■ DESCRIPTION OF THE TASK ■
Echo the following entries back line for line, changing nothing in any of them.

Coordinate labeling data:
______

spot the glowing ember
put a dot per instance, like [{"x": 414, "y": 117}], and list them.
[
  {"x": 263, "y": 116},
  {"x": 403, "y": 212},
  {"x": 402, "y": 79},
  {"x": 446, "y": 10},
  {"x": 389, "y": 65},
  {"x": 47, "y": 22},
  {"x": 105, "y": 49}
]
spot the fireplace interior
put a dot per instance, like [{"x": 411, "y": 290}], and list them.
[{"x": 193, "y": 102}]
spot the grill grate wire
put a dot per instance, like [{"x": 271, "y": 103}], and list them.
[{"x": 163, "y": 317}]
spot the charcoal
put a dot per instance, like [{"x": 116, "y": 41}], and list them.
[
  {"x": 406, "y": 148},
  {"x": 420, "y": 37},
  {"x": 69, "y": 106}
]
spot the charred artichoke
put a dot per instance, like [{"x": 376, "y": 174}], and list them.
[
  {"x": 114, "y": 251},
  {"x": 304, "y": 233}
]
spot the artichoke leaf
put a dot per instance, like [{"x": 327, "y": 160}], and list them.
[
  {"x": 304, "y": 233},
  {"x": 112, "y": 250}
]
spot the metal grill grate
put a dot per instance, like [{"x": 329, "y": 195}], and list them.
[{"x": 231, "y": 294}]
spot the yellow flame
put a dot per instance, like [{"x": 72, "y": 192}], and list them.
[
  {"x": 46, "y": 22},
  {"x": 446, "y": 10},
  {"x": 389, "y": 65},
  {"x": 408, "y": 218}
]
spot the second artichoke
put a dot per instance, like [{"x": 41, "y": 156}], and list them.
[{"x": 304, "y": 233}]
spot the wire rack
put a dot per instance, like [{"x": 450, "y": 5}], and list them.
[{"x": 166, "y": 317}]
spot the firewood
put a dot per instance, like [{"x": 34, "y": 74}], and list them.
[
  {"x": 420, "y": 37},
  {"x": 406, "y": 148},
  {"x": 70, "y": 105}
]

______

■ RESULT ■
spot the glowing ember
put a dot per instance, like [{"x": 414, "y": 117}], and list them.
[
  {"x": 263, "y": 116},
  {"x": 403, "y": 212},
  {"x": 402, "y": 79},
  {"x": 446, "y": 10},
  {"x": 389, "y": 65},
  {"x": 47, "y": 22},
  {"x": 105, "y": 49}
]
spot the fireplace interior
put a dot per instance, like [{"x": 411, "y": 290}], and list them.
[{"x": 193, "y": 102}]
spot the grill grate wire
put a dot per instance, like [{"x": 271, "y": 103}], and list them.
[{"x": 163, "y": 317}]
spot the charcoal
put a dot per instance, like [{"x": 116, "y": 41}], and list them.
[
  {"x": 406, "y": 148},
  {"x": 420, "y": 37},
  {"x": 69, "y": 106}
]
spot the charred artichoke
put a dot per instance, like [{"x": 376, "y": 174}], and list them.
[
  {"x": 114, "y": 251},
  {"x": 304, "y": 233}
]
spot the artichoke leaf
put a dot per instance, like [{"x": 327, "y": 160}], and list them.
[
  {"x": 304, "y": 233},
  {"x": 112, "y": 250}
]
spot the metal grill grate
put a dot per instance, like [{"x": 329, "y": 195}], and list them.
[{"x": 231, "y": 294}]
spot the yellow flame
put a dot per instance, like [{"x": 72, "y": 192}], and list them.
[
  {"x": 46, "y": 22},
  {"x": 446, "y": 10},
  {"x": 389, "y": 65},
  {"x": 408, "y": 218}
]
spot the second artichoke
put a dot per instance, like [{"x": 41, "y": 156}], and list them.
[{"x": 304, "y": 233}]
spot the wire rack
put a dot per instance, like [{"x": 450, "y": 5}], and list them.
[{"x": 166, "y": 317}]
spot the firewood
put a dot per instance, like [{"x": 34, "y": 74}], and list them.
[
  {"x": 420, "y": 37},
  {"x": 406, "y": 148},
  {"x": 70, "y": 105}
]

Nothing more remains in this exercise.